REQUIREMENT: Reproduce, with no changes, the line that contains "Target: wooden eave" and all the lines that come after it in the records.

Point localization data
==*==
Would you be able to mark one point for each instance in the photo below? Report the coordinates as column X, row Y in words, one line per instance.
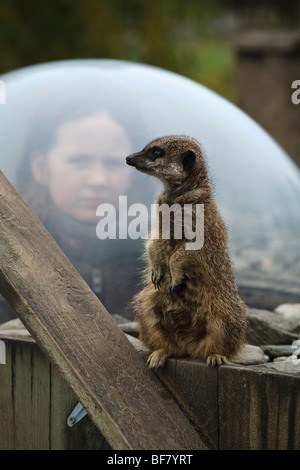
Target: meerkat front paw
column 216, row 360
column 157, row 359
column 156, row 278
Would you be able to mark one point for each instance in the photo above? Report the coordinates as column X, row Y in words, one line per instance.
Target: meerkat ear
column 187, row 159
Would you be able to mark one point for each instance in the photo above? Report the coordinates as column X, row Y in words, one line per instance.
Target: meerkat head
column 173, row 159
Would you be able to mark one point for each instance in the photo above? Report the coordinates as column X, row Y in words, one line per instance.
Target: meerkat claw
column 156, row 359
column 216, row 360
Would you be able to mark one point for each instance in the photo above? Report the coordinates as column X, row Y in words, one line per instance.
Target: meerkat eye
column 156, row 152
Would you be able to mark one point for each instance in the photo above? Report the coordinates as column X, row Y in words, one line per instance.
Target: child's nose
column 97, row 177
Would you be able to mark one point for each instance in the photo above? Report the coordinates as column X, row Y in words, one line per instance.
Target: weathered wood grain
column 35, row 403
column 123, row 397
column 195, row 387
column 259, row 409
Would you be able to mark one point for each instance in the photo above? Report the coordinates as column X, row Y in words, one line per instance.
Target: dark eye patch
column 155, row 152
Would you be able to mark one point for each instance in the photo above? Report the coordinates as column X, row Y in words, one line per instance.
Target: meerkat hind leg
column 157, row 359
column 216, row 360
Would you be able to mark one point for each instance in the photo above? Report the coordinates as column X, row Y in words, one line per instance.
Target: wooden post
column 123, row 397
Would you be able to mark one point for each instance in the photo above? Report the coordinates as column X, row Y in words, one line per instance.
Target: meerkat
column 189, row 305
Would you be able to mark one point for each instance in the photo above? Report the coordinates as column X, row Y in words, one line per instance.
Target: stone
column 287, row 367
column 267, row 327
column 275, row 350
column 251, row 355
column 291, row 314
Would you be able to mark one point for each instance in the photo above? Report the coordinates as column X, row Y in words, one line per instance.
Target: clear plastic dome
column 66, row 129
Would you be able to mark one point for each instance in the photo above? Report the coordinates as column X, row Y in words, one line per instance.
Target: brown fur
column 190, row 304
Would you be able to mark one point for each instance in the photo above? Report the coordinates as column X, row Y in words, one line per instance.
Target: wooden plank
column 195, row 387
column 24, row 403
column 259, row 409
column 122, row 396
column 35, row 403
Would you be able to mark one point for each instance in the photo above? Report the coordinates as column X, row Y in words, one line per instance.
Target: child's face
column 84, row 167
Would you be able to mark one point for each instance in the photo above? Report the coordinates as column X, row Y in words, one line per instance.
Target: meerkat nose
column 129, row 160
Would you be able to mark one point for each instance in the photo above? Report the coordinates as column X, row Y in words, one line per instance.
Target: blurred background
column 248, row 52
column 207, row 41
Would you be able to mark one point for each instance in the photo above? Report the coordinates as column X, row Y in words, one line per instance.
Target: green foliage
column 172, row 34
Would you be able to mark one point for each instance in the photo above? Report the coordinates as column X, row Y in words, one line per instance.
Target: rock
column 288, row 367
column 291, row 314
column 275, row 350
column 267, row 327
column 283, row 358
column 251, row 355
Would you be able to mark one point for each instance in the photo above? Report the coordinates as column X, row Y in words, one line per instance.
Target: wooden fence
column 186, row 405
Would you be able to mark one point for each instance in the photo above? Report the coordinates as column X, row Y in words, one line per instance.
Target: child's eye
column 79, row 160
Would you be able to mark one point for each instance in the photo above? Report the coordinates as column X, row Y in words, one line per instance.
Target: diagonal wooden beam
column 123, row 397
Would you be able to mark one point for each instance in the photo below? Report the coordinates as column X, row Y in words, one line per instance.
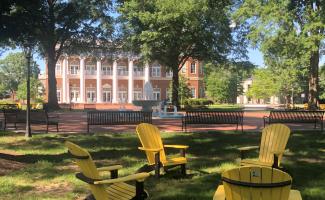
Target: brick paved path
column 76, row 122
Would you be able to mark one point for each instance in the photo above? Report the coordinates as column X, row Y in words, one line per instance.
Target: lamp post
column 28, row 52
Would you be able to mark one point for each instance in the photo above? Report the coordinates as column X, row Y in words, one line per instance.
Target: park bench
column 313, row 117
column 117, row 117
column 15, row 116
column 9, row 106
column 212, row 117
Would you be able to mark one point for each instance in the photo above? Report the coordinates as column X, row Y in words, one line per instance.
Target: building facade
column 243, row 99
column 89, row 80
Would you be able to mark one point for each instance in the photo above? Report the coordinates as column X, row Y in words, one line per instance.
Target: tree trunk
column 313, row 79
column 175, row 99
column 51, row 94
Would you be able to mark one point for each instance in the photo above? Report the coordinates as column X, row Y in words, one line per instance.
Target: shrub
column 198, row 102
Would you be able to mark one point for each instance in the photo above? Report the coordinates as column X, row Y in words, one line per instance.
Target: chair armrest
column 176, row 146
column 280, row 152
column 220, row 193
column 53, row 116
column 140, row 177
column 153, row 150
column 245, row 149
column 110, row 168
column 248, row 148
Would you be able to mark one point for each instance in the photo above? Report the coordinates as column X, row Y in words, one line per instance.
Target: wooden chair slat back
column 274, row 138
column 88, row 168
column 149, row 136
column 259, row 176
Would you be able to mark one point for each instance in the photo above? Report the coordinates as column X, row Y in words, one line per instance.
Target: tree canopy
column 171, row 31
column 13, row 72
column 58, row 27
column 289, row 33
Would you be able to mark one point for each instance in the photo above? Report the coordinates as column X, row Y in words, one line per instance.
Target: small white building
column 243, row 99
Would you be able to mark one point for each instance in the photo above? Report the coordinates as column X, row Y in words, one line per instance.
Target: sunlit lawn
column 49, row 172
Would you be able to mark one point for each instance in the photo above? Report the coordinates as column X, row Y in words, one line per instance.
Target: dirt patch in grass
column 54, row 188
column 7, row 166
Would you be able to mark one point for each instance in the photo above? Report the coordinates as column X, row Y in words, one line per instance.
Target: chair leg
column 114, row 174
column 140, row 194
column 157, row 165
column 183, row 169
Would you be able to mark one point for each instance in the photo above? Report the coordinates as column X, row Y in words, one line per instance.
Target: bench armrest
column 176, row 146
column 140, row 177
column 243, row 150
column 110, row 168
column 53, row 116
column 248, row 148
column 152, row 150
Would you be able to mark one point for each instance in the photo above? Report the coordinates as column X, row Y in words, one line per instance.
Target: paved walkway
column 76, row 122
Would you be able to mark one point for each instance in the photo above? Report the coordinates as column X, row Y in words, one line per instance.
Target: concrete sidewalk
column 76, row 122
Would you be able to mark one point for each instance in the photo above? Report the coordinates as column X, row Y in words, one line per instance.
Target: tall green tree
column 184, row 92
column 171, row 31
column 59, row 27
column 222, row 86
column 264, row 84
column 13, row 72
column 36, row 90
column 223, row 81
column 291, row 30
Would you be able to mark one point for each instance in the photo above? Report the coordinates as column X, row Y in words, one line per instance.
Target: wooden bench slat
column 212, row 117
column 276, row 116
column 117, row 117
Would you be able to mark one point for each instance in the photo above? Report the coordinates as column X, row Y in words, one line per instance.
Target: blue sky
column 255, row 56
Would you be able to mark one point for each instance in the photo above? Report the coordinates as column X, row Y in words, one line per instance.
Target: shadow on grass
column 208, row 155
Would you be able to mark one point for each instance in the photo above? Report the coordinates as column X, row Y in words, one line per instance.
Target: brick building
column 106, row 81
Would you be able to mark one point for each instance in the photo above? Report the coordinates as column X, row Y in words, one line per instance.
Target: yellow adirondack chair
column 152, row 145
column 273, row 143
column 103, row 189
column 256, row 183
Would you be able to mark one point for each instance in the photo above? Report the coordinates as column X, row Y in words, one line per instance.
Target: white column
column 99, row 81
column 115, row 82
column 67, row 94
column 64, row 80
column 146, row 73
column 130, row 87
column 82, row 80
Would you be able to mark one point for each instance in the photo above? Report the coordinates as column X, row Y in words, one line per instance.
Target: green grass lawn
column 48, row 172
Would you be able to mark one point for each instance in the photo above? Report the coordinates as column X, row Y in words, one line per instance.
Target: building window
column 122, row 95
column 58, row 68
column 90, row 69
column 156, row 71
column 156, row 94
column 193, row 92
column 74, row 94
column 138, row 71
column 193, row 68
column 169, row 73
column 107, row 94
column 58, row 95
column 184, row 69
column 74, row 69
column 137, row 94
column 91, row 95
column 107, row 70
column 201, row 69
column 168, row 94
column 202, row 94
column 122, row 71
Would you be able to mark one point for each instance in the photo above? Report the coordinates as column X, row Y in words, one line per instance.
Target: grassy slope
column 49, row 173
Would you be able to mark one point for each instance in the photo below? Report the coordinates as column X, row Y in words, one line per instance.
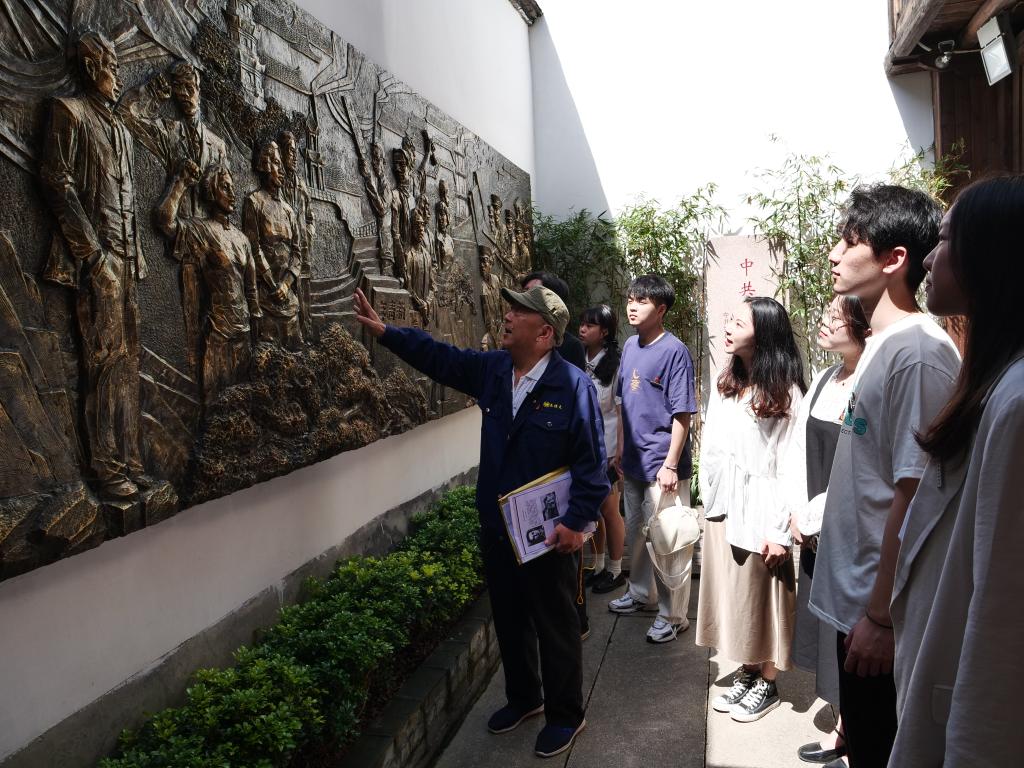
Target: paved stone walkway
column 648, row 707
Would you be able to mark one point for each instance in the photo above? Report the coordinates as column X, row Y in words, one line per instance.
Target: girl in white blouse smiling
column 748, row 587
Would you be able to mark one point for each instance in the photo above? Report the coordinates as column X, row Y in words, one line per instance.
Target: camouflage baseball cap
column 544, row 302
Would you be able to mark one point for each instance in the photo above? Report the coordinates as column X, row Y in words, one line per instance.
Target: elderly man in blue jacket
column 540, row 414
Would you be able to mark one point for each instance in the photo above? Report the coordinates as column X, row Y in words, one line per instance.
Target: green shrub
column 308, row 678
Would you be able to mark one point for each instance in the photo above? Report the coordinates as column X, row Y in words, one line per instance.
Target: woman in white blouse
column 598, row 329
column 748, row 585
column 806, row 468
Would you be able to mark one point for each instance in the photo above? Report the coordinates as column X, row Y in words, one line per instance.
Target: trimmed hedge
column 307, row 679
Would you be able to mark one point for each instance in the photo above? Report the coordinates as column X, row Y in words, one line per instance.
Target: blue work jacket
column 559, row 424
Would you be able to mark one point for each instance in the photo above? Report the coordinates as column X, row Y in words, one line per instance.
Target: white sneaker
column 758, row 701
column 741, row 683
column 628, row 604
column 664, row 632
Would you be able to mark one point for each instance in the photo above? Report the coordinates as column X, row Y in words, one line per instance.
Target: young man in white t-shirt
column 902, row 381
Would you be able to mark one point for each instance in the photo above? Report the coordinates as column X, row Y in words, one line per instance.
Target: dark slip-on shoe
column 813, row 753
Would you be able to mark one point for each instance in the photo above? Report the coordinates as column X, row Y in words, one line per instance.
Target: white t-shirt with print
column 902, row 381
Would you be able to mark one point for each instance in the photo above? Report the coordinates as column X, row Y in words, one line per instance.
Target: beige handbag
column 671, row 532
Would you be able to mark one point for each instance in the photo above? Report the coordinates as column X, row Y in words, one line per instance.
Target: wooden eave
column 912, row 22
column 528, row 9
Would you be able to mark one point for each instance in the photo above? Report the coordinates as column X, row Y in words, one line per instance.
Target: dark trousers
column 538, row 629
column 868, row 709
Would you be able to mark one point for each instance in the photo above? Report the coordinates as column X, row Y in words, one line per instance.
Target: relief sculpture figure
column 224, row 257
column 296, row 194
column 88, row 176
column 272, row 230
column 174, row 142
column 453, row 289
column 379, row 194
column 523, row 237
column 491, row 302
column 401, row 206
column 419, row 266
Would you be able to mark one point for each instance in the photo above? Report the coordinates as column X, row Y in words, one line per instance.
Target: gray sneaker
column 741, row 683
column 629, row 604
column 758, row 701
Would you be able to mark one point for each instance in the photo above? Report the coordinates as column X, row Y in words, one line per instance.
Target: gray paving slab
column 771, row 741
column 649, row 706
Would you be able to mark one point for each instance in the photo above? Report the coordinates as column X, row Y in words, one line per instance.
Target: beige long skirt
==*==
SOLVED PROBLEM:
Target: wooden eave
column 912, row 22
column 528, row 9
Would you be able to mark one point for each instance in the photo above? Report the coordinates as column X, row Y in words, one line per instance.
Target: dark trousers
column 538, row 629
column 868, row 709
Would you be able to mark one point for each instance in the photo above? Report the coordinates as column X, row Y in words, one line per instance.
Target: relief sculpture figure
column 224, row 257
column 296, row 194
column 88, row 176
column 272, row 230
column 174, row 142
column 453, row 289
column 379, row 194
column 523, row 237
column 491, row 302
column 401, row 206
column 419, row 266
Would you be able to mark one point for each instance in the photo above? Report the coordinates as column X, row Y in words, one line per instance.
Target: gray sneaker
column 741, row 683
column 629, row 604
column 758, row 701
Would you be able to mark one point for each instance in the photo above? Report the coordinates as column X, row Y in words, one line per instance.
Target: gray paving slab
column 771, row 741
column 649, row 706
Would you be able to mark one point for each instance in the photo above? Report the coordinates as column X, row Y in words, one line per instance.
Target: beige long skirt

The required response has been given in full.